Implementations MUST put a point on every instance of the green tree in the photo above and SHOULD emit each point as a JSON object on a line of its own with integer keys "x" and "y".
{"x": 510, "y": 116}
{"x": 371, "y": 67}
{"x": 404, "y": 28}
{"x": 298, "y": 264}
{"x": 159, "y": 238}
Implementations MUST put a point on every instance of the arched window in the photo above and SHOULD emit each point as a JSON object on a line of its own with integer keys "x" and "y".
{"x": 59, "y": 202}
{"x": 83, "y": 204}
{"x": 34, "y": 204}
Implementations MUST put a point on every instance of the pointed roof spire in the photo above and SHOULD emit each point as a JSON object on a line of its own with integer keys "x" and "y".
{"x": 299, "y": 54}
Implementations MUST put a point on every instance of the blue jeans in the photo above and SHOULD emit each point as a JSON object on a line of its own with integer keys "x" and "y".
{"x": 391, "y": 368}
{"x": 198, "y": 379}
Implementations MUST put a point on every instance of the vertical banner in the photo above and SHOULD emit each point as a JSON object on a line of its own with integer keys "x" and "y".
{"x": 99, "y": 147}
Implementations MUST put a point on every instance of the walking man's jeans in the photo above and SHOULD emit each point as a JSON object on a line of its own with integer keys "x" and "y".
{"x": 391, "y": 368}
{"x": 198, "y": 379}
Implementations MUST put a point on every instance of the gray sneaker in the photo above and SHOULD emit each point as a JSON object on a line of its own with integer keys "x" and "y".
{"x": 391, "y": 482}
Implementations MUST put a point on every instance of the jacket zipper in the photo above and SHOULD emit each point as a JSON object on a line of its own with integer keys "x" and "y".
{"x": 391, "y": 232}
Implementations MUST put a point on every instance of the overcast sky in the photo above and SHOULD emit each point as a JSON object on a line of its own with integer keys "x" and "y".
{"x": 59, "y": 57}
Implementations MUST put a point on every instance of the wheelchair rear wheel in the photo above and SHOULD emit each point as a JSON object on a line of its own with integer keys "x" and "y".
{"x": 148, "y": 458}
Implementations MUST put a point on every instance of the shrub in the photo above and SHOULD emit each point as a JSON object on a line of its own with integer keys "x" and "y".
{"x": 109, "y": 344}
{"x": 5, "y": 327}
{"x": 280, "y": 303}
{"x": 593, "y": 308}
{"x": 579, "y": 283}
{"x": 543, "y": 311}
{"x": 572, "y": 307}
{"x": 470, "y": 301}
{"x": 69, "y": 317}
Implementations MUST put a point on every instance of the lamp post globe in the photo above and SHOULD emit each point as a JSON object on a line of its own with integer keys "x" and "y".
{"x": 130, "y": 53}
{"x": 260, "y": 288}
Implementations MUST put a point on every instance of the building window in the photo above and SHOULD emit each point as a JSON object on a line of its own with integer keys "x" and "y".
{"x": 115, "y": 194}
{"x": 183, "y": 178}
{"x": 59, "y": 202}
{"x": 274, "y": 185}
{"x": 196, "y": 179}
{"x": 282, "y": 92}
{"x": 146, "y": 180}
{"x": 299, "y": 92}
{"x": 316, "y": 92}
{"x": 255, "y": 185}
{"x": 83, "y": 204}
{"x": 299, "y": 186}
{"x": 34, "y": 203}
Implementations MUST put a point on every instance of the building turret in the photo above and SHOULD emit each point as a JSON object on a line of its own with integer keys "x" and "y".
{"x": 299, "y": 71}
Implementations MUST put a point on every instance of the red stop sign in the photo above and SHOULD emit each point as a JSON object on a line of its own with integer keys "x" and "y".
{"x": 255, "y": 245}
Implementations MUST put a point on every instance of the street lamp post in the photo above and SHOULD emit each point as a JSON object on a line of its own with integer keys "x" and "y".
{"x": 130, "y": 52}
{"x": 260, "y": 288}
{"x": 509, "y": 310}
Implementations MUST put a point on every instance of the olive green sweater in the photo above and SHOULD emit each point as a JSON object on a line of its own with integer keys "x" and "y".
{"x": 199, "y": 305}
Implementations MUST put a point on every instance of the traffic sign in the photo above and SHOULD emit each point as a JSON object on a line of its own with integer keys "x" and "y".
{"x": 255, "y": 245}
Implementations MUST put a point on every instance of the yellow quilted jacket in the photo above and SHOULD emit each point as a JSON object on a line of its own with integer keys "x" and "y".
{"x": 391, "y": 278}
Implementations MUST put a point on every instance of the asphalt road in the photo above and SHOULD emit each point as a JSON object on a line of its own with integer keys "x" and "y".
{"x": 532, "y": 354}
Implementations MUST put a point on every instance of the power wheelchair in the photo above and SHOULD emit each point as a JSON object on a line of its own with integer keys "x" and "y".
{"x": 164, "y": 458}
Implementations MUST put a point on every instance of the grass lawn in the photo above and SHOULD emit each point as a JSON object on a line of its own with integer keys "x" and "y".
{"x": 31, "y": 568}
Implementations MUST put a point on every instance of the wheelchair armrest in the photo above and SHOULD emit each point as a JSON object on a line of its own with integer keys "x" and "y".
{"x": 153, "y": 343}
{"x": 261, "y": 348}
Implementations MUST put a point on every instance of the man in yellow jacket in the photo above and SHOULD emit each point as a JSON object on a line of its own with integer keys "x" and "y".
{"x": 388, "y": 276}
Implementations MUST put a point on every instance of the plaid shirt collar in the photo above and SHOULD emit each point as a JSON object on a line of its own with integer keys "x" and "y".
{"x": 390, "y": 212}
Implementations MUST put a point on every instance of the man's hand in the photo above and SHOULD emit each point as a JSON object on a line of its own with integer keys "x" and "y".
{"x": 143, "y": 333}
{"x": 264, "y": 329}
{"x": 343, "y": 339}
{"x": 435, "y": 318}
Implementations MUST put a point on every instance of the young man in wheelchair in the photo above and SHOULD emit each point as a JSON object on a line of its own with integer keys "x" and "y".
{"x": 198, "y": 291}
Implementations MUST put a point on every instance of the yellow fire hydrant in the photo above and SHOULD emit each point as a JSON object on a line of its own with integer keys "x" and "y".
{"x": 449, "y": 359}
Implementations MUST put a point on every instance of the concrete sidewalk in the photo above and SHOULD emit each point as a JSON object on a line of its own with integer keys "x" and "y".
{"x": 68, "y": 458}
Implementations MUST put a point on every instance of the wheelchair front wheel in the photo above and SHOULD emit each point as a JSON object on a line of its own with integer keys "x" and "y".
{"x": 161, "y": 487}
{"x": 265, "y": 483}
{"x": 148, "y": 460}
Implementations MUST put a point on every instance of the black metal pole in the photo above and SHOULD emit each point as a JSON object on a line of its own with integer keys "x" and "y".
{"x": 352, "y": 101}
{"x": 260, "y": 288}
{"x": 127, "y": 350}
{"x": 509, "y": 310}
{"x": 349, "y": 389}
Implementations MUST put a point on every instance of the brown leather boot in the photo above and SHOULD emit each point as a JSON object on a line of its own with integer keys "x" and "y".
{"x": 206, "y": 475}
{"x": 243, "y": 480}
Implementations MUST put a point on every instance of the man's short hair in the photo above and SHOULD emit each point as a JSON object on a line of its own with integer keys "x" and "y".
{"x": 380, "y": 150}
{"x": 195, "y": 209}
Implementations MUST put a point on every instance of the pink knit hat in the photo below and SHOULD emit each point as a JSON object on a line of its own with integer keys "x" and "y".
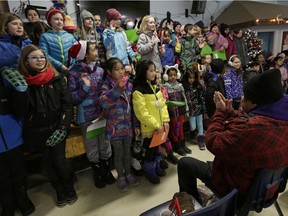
========
Assigned task>
An exact reprint of every record is required, with the pictures omitted.

Result for this exercise>
Implementations MUST put a point on every instance of the green tree in the photo above and SHOULD emit each point as a JSON object on a line of its own with integer keys "x" and "y".
{"x": 510, "y": 116}
{"x": 371, "y": 67}
{"x": 404, "y": 28}
{"x": 298, "y": 264}
{"x": 159, "y": 238}
Implementations MUST put a point on every instance of the arched window in the photo above and SHOULD emit each point as a JSON object on a line of its own with integer keys "x" and "y".
{"x": 59, "y": 202}
{"x": 83, "y": 204}
{"x": 34, "y": 204}
Implementations MUST put a point on every instance of the pointed roof spire in the photo above and SHOULD emit each point as a JSON object on a line of its own with integer keys "x" and "y".
{"x": 299, "y": 54}
Implementations MUST put a point on every instance of the blue jeans in the photo above and SHOULD emit each point as a JSON object on a line of its own with integer keys "x" and "y".
{"x": 391, "y": 368}
{"x": 198, "y": 379}
Implementations MUST put a point on every instance of the vertical banner in the photo above and SHOULD emit each point as a JSON object on a line of its own with integer keys "x" and "y".
{"x": 99, "y": 147}
Implementations MUST put a point on every instance of the walking man's jeans in the photo above and SHOULD emit each point as a JSON object on a line of its own with integer keys "x" and "y".
{"x": 391, "y": 368}
{"x": 198, "y": 379}
Implementations MUST put a point on every instance of the gray sneaker in the photo above and SHOULD emit each point as a JSON object on a line of its own with integer keys "x" and "y".
{"x": 391, "y": 482}
Implementations MUST put a point on every instance of the jacket zipper in the photo above and SHOULD emit each point as a JSON object on a line of its own with integer keys "x" and "y".
{"x": 391, "y": 232}
Implementations MUST put a point on every instance of the overcast sky in the photo above and SHOULD emit each point as a JSON object on a line of its own with integer keys "x" and "y".
{"x": 59, "y": 57}
Implementations MUST put a point on every instance of the wheelchair rear wheel in the photo above and SHOULD emit each point as a JSON object on a line of its own with integer keys "x" and "y".
{"x": 148, "y": 458}
Implementations MUST put a point on every instance of the shrub in the photo above and SHOULD emit each point as a JSON object on a line of its own with integer keys "x" and "y".
{"x": 109, "y": 344}
{"x": 5, "y": 327}
{"x": 280, "y": 303}
{"x": 593, "y": 308}
{"x": 579, "y": 283}
{"x": 543, "y": 311}
{"x": 572, "y": 307}
{"x": 470, "y": 301}
{"x": 69, "y": 317}
Implementations MUST put a point on every instance of the lamp post globe in the photo above and SHOULD emit each point as a JSON object on a line of its own with integer keys "x" and "y".
{"x": 130, "y": 53}
{"x": 260, "y": 288}
Implementations MUST put a point on every instance of the building window in the photo above and SHOULD emit each point as a JSON object on a line of its own with integer keys "x" and "y".
{"x": 115, "y": 194}
{"x": 183, "y": 178}
{"x": 59, "y": 202}
{"x": 274, "y": 185}
{"x": 196, "y": 179}
{"x": 282, "y": 92}
{"x": 146, "y": 180}
{"x": 299, "y": 92}
{"x": 316, "y": 92}
{"x": 255, "y": 185}
{"x": 83, "y": 204}
{"x": 299, "y": 186}
{"x": 34, "y": 203}
Implementations MUST put a point on every instance of the building turret in the photo above and SHOULD emit each point as a JSON object on a line of its own with integer keys "x" and "y".
{"x": 299, "y": 71}
Implementations MUST put a point on every instance of the red stop sign in the photo above and SHOULD emit each point as a JSON object on a line of its own with integer keys "x" and "y".
{"x": 255, "y": 245}
Implementations MUST put a point on every instance of the street lamp post in the photo above and SHOULD emit each point as a JSON object on a line of its own with integer keys "x" and "y".
{"x": 130, "y": 52}
{"x": 260, "y": 288}
{"x": 509, "y": 310}
Implementations MUST put a point on every instance of the olive green sweater in the photo above and SHOULD emit each point as a JSON object on a line of its own with integer keys "x" and "y".
{"x": 199, "y": 305}
Implementations MUST put a point on every instance of the traffic sign in the photo above and SHOULD emit each point as a JSON object on a line of its own with integer keys "x" and "y".
{"x": 255, "y": 245}
Implementations MUST put a point on every instance of the yellow quilted jacket in the photo above and SHOULD emit each point as a JSON object on a line of its own with integer keys "x" and "y".
{"x": 391, "y": 278}
Implementations MUST put a point on every instance of the asphalt road in the photo above and SHOULD emit each point as a JSON object on a line of its own with integer keys "x" and "y".
{"x": 532, "y": 354}
Implementations MUST put a point on every instance of the power wheelchair in the photo above and SHOULD emit each point as a JSON object on a line of its own with integer keys "x" and "y".
{"x": 164, "y": 458}
Implementations MUST put a point on every instance of the grass lawn in the photo above and SHOULD emit each point as a JSON object on a line of its own with integer keys "x" and "y".
{"x": 31, "y": 568}
Implementations MUST put a point on every instance of the wheelchair armrest in the photo above and SHOULD emit each point as a JSON object on a line of its own with integer keys "x" and "y".
{"x": 153, "y": 343}
{"x": 261, "y": 348}
Implementations MUST put a point on every instance of the man in yellow jacket in the photo above and SHOULD emit each point as a JSON object on a line of its own with integer keys "x" and "y".
{"x": 388, "y": 276}
Implementations MUST put a point on every instance of the plaid shirt collar in the photo above and SHOULD emit each point as a JSON object on a line of its own with integer keys "x" and "y".
{"x": 390, "y": 212}
Implementations MUST put a point on every instance of the man's hand in the photo above and SHOULD emit each point as a JSON object on a line of its own with integer keys "x" and "y".
{"x": 143, "y": 333}
{"x": 264, "y": 329}
{"x": 343, "y": 339}
{"x": 435, "y": 318}
Implementations MUST put a point on every instance of the young man in wheelchair in the photo above and SHOULD emit each point as a JSON object on a line of its own with integer keys "x" and "y".
{"x": 198, "y": 291}
Implementations MUST put a point on every instance of the yellow fire hydrant in the photo above and SHOULD emit each point as a JSON object on a line of its own with integer keys "x" and "y".
{"x": 449, "y": 359}
Implementations MUST put a point on every instance of the concrete sidewalk in the photo above and SHOULD emit each point as a JSON object on a line of its own with integer keys "x" and "y".
{"x": 68, "y": 458}
Implementations MUST put a point on every instance of the wheelchair front wheel in the photo above and SHOULD emit each point as a JSON object on a line of its own with integer keys "x" and "y".
{"x": 161, "y": 487}
{"x": 265, "y": 483}
{"x": 148, "y": 460}
Implementations MUST put a point on every instance of the black metal pole in the photo above and SHOULD emit each point as a JSON object on a line of its own with integer keys "x" and "y".
{"x": 352, "y": 101}
{"x": 260, "y": 288}
{"x": 127, "y": 350}
{"x": 509, "y": 310}
{"x": 349, "y": 389}
Implementations MUST put a point on every instance of the brown leather boot in the photo above and SHOULD emit each point as a JSON object on a line of its own with integer keys "x" and "y".
{"x": 206, "y": 475}
{"x": 243, "y": 480}
Implementations MUST put a point on every instance of the man's short hair in the photo above and SHOULD emit each point as a JSON object on a line of its own with integer keys "x" and "y".
{"x": 380, "y": 150}
{"x": 195, "y": 209}
Implementations MUST put a point on every instance of the pink knit hat in the photo below and SHOULD emit each point as a JSON object on a line of its own with integer keys "x" and "y".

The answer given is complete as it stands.